Cosa serve: Aggiorna il tratto della recensione del romanzo su Vivian Maier che va da "Francesca Diotallevi è" fino a "conforto alla solitudine.": riscrivilo mettendo "Torino" al posto di "Milano".

Brano da esaminare:
====

Francesca Diotallevi, Dai tuoi occhi solamente
Un romanzo sulla grande Vivian Maier
Vivian Maier è stata una grande fotografa e ha avuto un’incredibile vicenda personale: nata a New York nel 1926, ha sempre lavorato come babysitter, e alla sua morte, nel 2009, ha lasciato armadi pieni di negativi con le foto che non ha cercato di far conoscere al mondo. È stato John Maloof, giovane figlio di un rigattiere a comprare all’asta il suo lascito, a scoprirne il valore e a impegnarsi per far conoscere l’opera di Vivian Maier (da vedere assolutamente il suo film Alla ricerca di Vivian Maier). Al mistero di Maier, Francesca Diotallevi dedica il romanzo Dai tuoi occhi solamente, pubblicato da Neri Pozza. Il libro si concentra su due anni di vita di Vivian, il 1954 e il 1955: l’autrice immagina che la sua protagonista prenda servizio dai Warren, una famiglia con due bambini e un altro in arrivo. Attraverso numerosi flashback, Diotallevi ricostruisce l’infanzia di Vivien al seguito di una madre rancorosa, che l’allontana da Jeanne, la fotografa che le ospita nei primi anni newyorchesi; la porta in Francia dalla nonna, dove non la sottrae subito alle molestie sessuali del compagno della prozia; la separa dal nonno; la riporta in America tentando di ristabilire un rapporto con l’altro figlio drogato e infine tronca ogni rapporto con lei. Vivian utilizza la fotografia come medicina per il male di vivere, non come mezzo per affermarsi, è una sorta di Bartleby melvilliano: Dai tuoi occhi solamente riesce a trasmettere il fascino del personaggio senza la pretesa di risolvere l'enigma dell'arte che sfugge alla consacrazione.
Francesca Diotallevi è nata a Milano nel 1985. È laureata in Scienze dei Beni Culturali. Tra le sue opere Le stanze buie, Amedeo, je t’aime e il racconto pubblicato in e-book Le Grand Diable, prequel di Dentro soffia il vento.Io non so vivere. Non sono capace di esserci fino in fondo, di esserci per davvero. Nelle vite degli altri, nelle loro gioie, nei dolori. C'è in me qualcosa di difettoso, di … mostruoso. un desiderio di rovina, di autodistruzione. C’è un dolore che preme per essere raccontato, sviscerato, scomposto. È questo che faccio. Racconto sempre la stessa sofferenza. La racconto a me stessa, come un bambino che si racconta favole chiuso dentro un armadio, perché ascoltare la propria voce, nel buio, è un modo di distrarsi dalla paura. È un conforto alla solitudine.

====

Dati forniti:
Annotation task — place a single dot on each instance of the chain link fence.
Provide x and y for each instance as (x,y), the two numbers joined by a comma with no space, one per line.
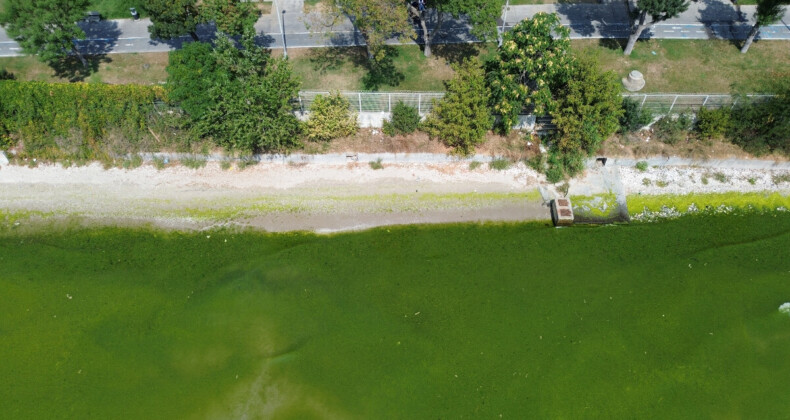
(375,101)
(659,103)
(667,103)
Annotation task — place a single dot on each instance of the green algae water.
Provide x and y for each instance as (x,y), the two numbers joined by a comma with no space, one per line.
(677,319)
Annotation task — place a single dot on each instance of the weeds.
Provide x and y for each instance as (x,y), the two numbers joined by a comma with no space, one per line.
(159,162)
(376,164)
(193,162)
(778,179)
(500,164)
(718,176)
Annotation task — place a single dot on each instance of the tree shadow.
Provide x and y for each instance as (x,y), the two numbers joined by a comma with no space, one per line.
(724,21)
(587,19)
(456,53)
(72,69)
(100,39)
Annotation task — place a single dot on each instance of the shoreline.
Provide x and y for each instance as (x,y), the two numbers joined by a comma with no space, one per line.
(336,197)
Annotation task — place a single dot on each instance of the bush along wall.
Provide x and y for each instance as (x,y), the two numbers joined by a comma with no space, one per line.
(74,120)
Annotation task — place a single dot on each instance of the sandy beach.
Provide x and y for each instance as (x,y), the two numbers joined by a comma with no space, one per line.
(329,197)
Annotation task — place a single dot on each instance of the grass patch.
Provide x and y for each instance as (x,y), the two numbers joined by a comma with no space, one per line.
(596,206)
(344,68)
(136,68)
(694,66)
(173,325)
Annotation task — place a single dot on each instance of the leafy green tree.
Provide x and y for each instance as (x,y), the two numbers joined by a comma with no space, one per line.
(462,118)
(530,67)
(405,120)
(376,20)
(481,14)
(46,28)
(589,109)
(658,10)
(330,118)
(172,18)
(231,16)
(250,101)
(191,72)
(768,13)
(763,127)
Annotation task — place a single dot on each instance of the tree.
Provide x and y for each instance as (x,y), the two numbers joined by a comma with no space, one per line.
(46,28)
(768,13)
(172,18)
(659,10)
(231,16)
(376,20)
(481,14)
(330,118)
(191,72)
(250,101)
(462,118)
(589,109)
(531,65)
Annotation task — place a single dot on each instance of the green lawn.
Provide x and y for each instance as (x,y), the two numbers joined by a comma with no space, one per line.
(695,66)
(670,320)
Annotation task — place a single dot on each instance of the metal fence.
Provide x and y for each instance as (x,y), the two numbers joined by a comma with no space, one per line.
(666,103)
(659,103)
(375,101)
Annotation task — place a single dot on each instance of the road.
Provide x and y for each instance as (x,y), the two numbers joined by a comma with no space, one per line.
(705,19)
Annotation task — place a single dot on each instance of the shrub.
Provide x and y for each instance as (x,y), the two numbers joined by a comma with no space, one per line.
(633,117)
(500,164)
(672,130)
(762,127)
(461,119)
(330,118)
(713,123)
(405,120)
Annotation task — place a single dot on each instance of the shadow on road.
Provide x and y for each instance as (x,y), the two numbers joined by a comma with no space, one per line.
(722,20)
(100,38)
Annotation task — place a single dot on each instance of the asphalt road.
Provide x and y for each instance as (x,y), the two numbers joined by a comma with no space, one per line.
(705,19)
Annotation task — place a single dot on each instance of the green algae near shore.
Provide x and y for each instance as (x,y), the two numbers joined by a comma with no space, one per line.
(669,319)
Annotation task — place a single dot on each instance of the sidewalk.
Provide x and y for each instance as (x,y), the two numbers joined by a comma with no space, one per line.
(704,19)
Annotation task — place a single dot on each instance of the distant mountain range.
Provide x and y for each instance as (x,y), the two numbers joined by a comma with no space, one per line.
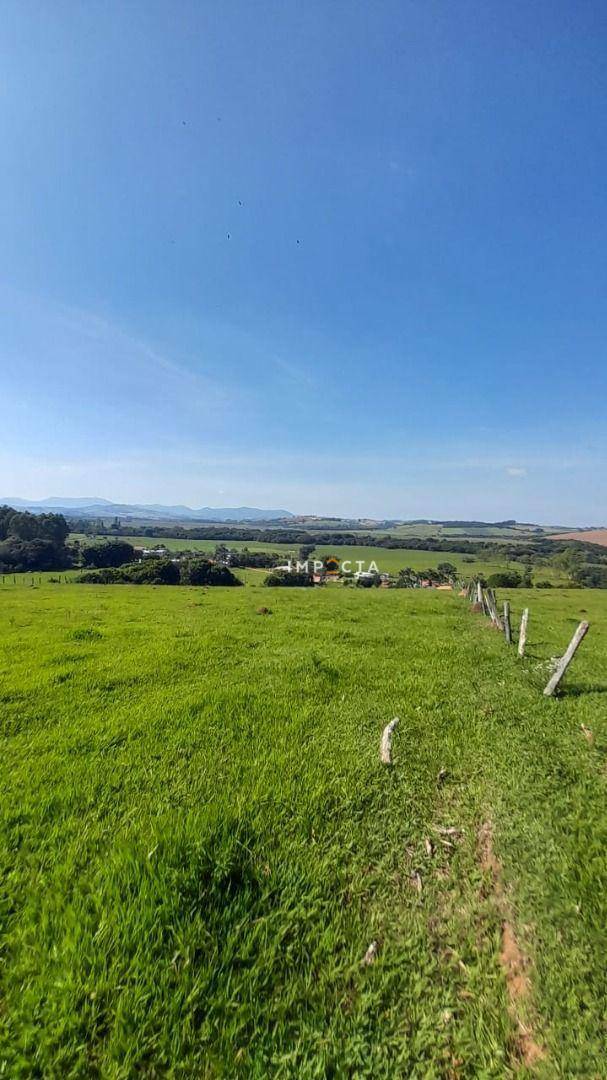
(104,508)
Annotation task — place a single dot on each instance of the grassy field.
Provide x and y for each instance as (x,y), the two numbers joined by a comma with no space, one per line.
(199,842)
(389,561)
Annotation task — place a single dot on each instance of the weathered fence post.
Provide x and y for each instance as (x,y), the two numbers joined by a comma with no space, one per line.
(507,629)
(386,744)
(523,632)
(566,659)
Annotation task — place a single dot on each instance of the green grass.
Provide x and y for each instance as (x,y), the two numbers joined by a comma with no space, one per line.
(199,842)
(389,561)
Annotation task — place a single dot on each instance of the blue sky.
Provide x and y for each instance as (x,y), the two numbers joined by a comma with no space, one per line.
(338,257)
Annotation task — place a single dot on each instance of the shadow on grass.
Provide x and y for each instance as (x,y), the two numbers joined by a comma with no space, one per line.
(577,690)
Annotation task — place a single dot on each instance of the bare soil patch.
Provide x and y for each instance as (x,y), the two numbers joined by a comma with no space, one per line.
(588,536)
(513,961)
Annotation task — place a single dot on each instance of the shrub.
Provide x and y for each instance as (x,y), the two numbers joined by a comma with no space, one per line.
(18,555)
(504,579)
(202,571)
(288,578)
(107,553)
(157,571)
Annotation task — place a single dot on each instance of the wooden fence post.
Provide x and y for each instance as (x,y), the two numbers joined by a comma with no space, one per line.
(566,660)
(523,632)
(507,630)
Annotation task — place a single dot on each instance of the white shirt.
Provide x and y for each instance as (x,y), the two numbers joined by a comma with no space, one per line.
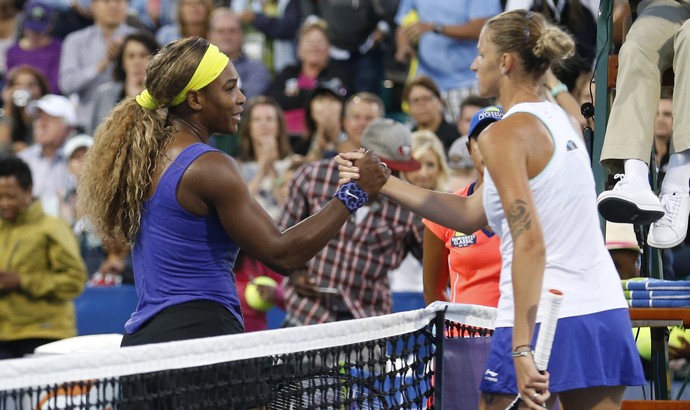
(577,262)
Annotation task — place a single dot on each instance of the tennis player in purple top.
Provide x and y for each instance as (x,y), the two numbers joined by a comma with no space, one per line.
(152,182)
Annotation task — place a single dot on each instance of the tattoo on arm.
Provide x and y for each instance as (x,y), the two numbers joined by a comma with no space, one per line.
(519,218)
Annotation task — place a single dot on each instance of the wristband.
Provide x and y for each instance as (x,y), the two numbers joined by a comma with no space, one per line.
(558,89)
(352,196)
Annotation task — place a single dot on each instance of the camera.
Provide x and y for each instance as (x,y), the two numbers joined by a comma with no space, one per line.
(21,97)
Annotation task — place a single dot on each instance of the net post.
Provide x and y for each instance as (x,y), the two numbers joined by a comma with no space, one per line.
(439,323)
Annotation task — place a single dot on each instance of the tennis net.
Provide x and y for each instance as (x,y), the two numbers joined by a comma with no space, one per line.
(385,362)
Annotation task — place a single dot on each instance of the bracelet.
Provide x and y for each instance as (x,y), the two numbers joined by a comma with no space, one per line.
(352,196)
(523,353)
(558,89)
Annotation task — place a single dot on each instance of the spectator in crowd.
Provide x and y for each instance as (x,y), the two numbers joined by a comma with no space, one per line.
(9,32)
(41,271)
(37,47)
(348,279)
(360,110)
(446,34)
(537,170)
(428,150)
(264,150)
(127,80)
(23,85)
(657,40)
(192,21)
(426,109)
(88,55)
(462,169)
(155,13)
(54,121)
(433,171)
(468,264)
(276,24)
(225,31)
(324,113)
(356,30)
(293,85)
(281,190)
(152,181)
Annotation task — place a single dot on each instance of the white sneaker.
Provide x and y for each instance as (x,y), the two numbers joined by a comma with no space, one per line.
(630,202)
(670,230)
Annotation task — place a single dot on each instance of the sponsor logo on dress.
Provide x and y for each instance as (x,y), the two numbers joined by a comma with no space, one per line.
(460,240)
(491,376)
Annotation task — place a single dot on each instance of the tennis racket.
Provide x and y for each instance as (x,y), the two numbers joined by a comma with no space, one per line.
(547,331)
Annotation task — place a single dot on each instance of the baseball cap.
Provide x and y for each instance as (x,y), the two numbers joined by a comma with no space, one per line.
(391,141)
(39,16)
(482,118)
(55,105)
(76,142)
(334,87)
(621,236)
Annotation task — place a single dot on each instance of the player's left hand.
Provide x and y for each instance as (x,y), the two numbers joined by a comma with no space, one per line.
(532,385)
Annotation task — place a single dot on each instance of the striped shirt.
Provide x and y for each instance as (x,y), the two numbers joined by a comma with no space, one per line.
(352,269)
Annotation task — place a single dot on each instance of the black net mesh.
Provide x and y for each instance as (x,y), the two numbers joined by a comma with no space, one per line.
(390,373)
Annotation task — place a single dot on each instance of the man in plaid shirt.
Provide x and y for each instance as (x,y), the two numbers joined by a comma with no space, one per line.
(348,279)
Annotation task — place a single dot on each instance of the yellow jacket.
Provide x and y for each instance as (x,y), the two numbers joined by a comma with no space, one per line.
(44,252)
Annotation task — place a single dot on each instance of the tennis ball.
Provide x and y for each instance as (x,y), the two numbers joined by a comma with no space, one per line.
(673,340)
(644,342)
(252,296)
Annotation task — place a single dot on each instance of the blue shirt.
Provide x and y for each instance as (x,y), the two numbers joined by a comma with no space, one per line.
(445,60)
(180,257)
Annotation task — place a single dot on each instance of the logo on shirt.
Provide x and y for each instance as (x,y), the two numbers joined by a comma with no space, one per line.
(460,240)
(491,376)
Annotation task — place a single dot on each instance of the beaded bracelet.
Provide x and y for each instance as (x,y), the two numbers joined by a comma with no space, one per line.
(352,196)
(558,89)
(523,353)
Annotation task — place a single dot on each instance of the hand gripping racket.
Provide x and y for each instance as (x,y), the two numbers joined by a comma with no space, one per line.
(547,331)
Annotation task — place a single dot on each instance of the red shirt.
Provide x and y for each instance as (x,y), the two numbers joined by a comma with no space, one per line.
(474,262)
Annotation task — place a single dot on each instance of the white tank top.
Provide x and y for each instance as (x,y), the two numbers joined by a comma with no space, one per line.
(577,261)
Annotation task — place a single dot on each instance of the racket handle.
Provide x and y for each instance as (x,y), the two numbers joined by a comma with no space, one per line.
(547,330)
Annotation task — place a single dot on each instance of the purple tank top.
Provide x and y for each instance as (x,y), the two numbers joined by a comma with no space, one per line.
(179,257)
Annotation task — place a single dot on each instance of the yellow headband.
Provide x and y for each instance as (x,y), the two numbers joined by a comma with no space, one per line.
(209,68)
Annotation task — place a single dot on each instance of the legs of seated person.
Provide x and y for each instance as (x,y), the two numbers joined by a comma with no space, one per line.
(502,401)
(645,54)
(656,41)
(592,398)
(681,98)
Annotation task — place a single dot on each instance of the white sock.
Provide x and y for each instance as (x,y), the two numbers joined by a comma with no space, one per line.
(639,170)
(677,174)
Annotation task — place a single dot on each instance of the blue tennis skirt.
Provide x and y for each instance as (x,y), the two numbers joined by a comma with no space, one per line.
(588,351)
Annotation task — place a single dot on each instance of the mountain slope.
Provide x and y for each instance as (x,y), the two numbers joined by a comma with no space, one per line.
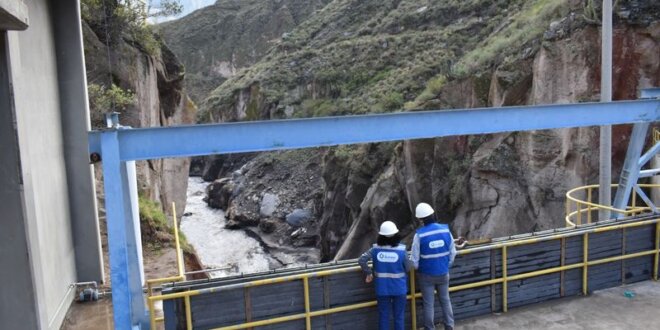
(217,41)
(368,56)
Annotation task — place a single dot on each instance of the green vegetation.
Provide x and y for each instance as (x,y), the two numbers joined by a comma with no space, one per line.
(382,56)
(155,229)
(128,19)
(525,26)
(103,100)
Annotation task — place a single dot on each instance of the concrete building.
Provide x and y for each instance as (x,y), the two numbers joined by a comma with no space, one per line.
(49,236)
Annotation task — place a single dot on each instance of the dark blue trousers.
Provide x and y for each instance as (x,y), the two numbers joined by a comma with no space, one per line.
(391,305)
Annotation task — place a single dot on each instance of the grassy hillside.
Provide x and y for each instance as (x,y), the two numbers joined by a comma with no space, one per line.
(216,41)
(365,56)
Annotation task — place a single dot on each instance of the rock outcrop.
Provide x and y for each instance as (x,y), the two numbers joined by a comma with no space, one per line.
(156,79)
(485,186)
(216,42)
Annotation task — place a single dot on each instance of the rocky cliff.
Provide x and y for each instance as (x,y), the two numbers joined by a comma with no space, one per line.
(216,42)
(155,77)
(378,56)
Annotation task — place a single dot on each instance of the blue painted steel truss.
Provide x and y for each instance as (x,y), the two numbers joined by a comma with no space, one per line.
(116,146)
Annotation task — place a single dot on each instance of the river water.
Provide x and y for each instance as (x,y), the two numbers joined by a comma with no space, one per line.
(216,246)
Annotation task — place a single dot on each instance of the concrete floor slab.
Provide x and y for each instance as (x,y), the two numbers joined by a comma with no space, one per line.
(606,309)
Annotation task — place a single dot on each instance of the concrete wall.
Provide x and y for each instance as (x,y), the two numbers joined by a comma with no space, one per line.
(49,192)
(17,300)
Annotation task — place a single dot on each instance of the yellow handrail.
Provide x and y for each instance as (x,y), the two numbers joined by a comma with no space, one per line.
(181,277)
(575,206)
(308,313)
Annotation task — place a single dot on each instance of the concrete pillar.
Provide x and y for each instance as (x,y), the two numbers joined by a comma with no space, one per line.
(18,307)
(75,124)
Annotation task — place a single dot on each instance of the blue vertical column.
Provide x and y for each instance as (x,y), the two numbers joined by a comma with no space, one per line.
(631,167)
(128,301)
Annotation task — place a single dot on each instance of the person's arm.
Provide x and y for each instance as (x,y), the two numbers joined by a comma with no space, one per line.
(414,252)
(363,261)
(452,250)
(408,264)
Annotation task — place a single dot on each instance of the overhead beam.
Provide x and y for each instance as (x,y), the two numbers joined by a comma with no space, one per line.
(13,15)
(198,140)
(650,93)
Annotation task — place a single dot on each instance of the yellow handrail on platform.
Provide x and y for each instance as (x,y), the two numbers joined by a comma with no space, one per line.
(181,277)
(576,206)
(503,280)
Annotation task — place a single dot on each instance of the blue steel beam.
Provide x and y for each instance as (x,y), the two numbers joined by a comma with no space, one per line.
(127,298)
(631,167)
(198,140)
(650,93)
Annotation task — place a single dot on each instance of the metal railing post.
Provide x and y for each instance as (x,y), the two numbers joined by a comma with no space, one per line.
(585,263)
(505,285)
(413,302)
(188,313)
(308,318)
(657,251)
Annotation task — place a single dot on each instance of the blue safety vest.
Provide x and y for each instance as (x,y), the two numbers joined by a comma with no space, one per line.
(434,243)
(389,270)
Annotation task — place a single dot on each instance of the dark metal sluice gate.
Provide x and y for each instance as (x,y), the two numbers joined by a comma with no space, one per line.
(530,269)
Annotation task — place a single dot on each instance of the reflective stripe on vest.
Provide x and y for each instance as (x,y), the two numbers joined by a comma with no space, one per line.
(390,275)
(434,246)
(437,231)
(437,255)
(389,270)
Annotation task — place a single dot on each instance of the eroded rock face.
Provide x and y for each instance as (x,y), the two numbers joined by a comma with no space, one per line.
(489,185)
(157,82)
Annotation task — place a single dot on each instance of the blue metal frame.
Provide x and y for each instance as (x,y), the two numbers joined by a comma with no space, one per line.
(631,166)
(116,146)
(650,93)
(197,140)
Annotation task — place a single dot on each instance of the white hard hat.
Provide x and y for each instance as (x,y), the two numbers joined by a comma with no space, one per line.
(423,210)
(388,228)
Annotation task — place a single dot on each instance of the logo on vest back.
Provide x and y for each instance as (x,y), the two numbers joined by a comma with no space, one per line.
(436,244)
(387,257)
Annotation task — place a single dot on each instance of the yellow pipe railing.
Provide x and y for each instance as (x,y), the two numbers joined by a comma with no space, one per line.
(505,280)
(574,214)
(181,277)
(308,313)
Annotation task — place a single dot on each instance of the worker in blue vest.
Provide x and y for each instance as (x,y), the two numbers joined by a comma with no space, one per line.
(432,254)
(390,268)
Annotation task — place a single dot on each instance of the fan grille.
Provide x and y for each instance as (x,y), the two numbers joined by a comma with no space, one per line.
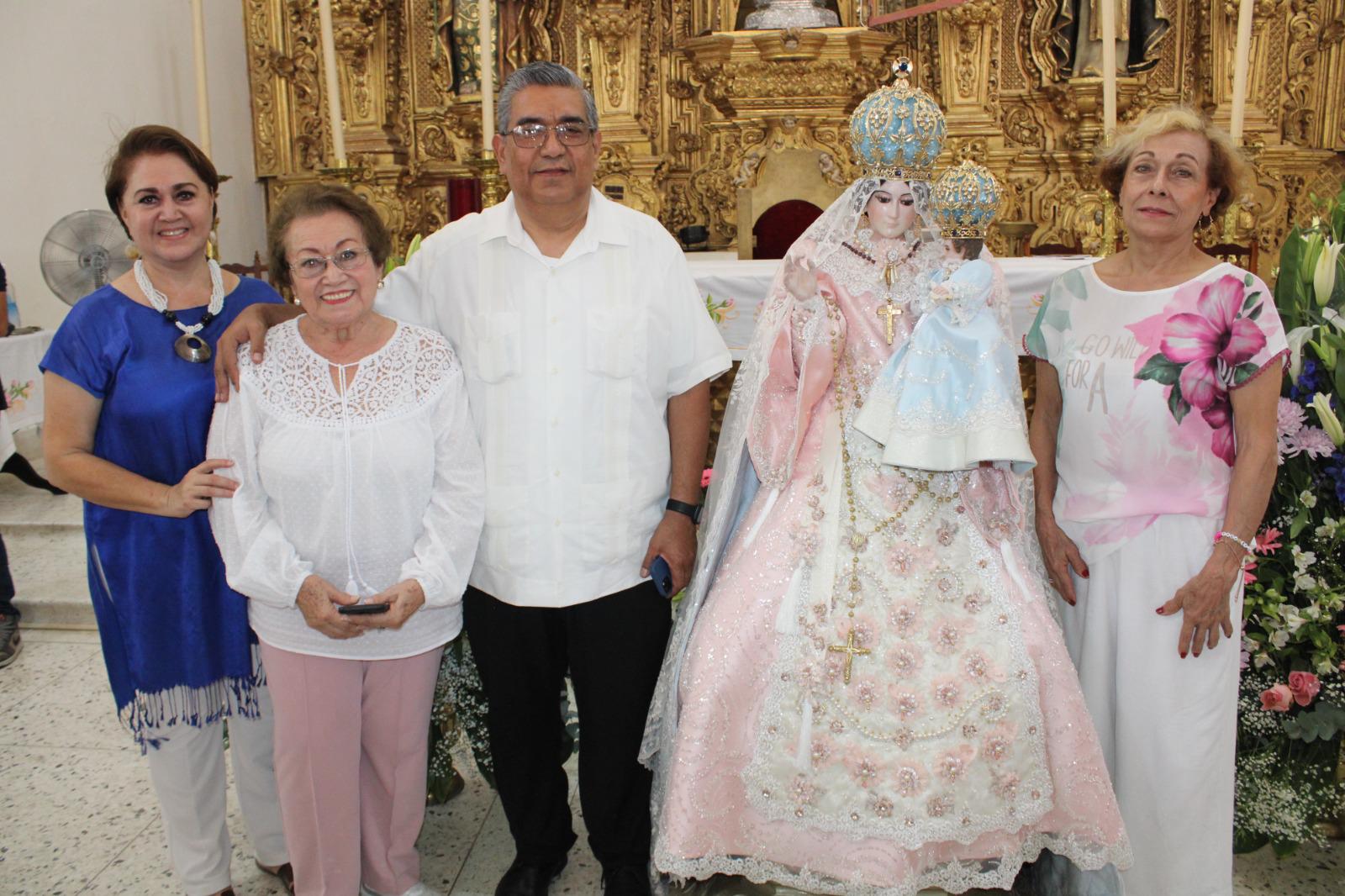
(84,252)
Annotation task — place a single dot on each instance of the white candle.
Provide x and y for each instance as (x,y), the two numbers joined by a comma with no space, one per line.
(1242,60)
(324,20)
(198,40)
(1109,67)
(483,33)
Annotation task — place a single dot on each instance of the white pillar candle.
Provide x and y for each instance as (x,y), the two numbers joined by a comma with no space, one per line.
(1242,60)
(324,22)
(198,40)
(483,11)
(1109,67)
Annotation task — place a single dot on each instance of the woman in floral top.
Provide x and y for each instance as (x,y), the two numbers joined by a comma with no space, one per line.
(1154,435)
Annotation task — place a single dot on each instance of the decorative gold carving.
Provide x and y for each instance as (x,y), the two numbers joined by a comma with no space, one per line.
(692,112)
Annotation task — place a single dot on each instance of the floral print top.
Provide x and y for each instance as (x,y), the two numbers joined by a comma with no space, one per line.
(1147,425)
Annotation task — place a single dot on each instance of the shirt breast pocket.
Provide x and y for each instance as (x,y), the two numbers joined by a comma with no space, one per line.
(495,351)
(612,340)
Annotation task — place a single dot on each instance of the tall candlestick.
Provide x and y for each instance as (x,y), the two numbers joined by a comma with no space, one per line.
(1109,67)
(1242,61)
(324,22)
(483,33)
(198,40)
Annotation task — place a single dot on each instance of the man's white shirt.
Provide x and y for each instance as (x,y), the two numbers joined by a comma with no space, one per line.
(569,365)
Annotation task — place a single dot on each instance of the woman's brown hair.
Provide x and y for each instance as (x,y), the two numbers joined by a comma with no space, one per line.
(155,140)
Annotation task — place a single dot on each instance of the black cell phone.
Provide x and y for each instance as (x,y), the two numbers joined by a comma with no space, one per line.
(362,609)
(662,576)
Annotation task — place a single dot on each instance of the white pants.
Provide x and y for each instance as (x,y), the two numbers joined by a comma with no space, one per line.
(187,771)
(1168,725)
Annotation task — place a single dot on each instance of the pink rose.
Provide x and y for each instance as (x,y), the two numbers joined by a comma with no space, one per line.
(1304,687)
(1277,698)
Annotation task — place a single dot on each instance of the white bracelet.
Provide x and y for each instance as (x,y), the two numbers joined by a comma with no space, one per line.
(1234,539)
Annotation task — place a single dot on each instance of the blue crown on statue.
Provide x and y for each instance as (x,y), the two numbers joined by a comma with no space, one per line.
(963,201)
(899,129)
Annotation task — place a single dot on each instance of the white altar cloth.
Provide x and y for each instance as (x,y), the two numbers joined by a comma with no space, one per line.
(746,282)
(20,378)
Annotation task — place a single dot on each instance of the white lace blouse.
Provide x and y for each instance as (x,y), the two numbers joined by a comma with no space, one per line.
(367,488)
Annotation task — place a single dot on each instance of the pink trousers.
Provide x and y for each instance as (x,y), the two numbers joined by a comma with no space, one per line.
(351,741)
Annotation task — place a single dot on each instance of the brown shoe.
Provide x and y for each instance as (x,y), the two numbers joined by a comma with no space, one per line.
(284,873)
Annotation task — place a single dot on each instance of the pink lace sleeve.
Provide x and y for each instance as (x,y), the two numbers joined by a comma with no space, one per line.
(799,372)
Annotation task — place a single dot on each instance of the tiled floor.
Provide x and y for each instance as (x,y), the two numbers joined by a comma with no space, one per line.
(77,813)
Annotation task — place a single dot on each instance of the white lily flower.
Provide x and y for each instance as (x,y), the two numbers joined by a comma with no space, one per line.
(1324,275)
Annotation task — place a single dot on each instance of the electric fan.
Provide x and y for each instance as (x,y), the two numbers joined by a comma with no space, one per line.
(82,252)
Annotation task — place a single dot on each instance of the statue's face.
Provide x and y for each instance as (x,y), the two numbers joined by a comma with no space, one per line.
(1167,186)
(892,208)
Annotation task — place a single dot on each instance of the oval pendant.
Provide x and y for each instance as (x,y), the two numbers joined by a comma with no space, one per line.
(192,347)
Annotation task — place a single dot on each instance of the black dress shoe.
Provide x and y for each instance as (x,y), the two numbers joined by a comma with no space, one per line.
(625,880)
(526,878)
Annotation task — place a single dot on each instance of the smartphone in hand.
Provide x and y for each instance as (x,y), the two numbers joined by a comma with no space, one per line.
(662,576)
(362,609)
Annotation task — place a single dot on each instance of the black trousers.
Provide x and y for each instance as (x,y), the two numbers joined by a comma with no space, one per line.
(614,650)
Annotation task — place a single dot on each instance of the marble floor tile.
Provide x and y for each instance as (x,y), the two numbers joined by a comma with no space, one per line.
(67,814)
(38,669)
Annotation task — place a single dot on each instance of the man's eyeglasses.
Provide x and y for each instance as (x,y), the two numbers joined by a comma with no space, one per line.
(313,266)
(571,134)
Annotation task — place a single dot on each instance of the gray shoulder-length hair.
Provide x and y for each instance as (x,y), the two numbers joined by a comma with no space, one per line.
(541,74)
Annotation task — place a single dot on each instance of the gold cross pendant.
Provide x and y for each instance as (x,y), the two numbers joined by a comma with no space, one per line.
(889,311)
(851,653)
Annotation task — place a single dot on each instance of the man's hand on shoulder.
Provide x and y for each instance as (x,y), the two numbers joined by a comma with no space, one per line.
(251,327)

====

Risposta all'esercizio:
Francesca Diotallevi è nata a Torino nel 1985. È laureata in Scienze dei Beni Culturali. Tra le sue opere Le stanze buie, Amedeo, je t’aime e il racconto pubblicato in e-book Le Grand Diable, prequel di Dentro soffia il vento.Io non so vivere. Non sono capace di esserci fino in fondo, di esserci per davvero. Nelle vite degli altri, nelle loro gioie, nei dolori. C'è in me qualcosa di difettoso, di … mostruoso. un desiderio di rovina, di autodistruzione. C’è un dolore che preme per essere raccontato, sviscerato, scomposto. È questo che faccio. Racconto sempre la stessa sofferenza. La racconto a me stessa, come un bambino che si racconta favole chiuso dentro un armadio, perché ascoltare la propria voce, nel buio, è un modo di distrarsi dalla paura. È un conforto alla solitudine.